**PROBLEM 1:** Which lines in the records below contain the string "positive"? Select each of them, treating uppercase and lowercase as different.

**SELECTED EXCERPT:**
________
Jump to content

first paid job and a question...


philippelamoureux
 Share

Recommended Posts

Hey guys!

 

Today I got my first paid job. I have a question and I'd like to know if I've made the right choice.

 

Client needed me to embelish his render. It's 1 image, 23 000 x 14 000 pixel. He provided a rendering with no sky, no background...rendered in sketchup. (a PSD file with 1 layer, sigh) He also gave me a horrible sketchup model of the scene. I had 48 hours to do it. Sigh.

 

Since it's impossible for me to render a 23kx14k res image under 48h, do all the materials, proxies, etc. , I opted for photoshop compositing:-) But even then, on their rendered image, they made huge mistakes, some textures are missing, geometry is floating, some meshes are intersecting, etc. LOL the big package!!!

 

I wanted to know how do you handle big res images like that. Do you render at the target resolution or you render it on lower res and upsample it in photoshop? Obviously I really doubt they rendered a 23k in sketchup, but i'm not sure. The image is going to be printed on a 4 meters wide board.

 

Thanks! And sorry for not posting in the right section, for some reason I don't have access to all subforums :-(

Link to comment
Share on other sites

By not agreeing to nonsense. It's the same case of "It doesn't matter if it's one mile long, it needs to be 300DPI scaled" PPI=DPI in client's logic, because, that's how math works right.

Working in 50perc. of that is already overkill, but also still super safe territory. It's not like you're going to find for example Sky bigger than 7k anyway ( google or banks aren't exactly filled by content from Medium format cameras), you'll be lucky if you find that. 33perc. is way more reasonable.

The work itself would be painful in PS and you would quickly run out of memory.

Link to comment
Share on other sites

I think some clients (but also 2D/3D artists) simply need to educated that DPI=/=PPI. You can print 18MP photography up 2400DPI on A4 with laser prints for example, it doesn't mean the photography has to be resampled into billions of pixels.

It doesn't refer to same thing and there is zero relationship between them.

Link to comment
Share on other sites

In terms of business sense I would think you would have asked some of these questions before signing on to start the clock on the job, then you would have had an opportunity to talk it over. Unfortunately you are already on the clock so you have to deal with sculpting a master piece from a pile of shit. But, Juraj is right and at least now you have the defense if the client comes back at after the fact.

 

I know none of that is very helpful, but next time you will be better prepared to ask the questions that will keep you from the deep end. :)
________
**MATERIAL SUPPLIED:**

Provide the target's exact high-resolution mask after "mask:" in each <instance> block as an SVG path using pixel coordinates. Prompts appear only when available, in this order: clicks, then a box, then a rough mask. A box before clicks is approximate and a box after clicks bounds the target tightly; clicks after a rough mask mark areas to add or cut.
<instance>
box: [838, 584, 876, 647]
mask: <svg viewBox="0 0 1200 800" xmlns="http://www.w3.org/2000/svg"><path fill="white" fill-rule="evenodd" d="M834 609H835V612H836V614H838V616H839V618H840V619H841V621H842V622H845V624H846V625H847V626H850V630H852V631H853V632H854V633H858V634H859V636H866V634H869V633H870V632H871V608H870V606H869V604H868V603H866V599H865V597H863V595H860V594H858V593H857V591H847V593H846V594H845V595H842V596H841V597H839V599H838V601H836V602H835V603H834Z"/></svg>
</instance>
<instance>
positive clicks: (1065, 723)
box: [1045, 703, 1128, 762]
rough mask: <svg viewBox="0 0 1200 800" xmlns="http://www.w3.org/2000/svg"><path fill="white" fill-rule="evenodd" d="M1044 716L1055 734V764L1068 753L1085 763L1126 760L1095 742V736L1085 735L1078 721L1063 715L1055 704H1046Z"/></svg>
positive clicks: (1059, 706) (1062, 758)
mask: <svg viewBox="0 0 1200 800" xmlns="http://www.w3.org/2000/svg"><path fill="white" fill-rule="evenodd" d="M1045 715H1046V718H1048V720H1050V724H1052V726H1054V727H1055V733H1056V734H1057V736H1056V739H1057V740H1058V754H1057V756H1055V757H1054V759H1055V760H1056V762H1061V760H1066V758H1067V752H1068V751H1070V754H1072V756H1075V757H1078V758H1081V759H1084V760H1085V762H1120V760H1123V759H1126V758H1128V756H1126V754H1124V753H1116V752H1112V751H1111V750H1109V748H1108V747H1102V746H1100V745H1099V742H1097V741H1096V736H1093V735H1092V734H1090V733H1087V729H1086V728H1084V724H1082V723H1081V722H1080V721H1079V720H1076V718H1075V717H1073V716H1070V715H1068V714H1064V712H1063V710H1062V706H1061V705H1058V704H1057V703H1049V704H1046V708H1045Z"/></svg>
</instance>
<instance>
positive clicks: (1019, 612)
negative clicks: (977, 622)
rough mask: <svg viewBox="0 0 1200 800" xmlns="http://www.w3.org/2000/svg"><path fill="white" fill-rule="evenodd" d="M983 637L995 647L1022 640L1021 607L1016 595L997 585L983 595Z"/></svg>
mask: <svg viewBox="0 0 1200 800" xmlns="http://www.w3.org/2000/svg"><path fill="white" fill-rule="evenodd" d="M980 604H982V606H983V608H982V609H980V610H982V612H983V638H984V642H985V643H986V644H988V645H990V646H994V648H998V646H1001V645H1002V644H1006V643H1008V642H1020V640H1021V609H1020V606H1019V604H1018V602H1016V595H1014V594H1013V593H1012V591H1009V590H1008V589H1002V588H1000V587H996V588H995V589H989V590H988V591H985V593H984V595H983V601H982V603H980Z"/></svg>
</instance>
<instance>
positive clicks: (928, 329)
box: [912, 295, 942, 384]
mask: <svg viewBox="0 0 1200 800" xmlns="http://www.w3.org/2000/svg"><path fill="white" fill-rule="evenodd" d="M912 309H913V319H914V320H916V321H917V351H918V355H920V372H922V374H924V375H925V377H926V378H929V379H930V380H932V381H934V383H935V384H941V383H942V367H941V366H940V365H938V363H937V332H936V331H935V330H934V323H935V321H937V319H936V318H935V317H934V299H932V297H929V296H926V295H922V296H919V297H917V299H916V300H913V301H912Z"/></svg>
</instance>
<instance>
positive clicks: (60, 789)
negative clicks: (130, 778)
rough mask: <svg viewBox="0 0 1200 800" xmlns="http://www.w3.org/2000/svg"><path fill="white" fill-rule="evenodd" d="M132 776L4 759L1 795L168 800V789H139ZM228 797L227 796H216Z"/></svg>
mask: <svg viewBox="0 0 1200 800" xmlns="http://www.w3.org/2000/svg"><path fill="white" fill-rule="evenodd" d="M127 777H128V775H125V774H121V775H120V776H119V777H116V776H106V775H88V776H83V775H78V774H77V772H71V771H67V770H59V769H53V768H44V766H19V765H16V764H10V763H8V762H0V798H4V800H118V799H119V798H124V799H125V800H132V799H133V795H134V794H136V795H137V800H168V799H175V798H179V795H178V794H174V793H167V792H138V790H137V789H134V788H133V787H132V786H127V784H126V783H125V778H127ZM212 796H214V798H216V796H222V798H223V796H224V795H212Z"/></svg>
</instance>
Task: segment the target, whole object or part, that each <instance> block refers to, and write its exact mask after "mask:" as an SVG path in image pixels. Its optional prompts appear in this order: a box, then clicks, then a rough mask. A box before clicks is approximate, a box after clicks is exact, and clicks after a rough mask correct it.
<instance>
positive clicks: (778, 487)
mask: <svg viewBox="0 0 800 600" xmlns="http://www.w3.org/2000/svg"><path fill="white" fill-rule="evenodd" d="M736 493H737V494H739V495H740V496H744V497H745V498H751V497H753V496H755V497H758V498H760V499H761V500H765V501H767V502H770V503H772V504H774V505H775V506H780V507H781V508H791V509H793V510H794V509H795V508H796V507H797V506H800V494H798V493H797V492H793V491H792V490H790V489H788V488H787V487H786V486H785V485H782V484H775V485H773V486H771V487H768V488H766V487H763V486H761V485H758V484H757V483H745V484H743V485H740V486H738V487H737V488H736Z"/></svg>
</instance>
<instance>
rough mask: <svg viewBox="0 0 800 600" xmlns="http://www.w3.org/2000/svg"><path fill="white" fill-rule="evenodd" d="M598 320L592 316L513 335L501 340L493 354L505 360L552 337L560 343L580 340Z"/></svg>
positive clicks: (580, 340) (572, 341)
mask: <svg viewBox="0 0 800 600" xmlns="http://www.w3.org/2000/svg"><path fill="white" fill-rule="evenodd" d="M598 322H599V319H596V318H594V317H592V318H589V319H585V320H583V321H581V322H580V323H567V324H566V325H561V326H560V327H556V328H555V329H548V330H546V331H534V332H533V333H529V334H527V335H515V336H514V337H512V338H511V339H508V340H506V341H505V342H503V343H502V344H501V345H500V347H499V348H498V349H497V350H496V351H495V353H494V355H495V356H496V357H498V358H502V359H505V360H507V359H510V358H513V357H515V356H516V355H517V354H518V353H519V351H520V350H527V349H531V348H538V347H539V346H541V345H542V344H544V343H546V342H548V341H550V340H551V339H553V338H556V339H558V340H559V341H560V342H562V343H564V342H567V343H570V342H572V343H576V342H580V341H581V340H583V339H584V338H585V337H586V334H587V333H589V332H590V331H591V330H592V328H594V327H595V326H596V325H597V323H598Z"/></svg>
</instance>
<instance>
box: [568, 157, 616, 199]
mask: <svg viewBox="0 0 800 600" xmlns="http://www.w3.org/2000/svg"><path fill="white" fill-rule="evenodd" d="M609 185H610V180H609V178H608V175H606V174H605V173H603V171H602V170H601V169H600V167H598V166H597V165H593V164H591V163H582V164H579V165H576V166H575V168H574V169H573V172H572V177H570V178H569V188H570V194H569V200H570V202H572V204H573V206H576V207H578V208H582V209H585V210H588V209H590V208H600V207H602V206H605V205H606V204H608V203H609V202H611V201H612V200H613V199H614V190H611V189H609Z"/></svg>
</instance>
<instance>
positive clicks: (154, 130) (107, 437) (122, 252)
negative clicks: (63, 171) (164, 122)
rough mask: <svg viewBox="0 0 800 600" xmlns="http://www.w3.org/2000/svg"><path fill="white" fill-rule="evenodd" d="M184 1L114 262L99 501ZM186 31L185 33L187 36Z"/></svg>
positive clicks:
________
**PROBLEM 2:** Reproduce everything in the forum thread above on the large render from "I wanted to" down to "math works right.".

**EXERCISE RESULT 1:**
positive clicks: (1065, 723)
positive clicks: (1059, 706) (1062, 758)
positive clicks: (1019, 612)
positive clicks: (928, 329)
positive clicks: (60, 789)
positive clicks: (778, 487)
positive clicks: (580, 340) (572, 341)
positive clicks: (154, 130) (107, 437) (122, 252)
positive clicks:

**EXERCISE RESULT 2:**
I wanted to know how do you handle big res images like that. Do you render at the target resolution or you render it on lower res and upsample it in photoshop? Obviously I really doubt they rendered a 23k in sketchup, but i'm not sure. The image is going to be printed on a 4 meters wide board.

 

Thanks! And sorry for not posting in the right section, for some reason I don't have access to all subforums :-(

Link to comment
Share on other sites

By not agreeing to nonsense. It's the same case of "It doesn't matter if it's one mile long, it needs to be 300DPI scaled" PPI=DPI in client's logic, because, that's how math works right.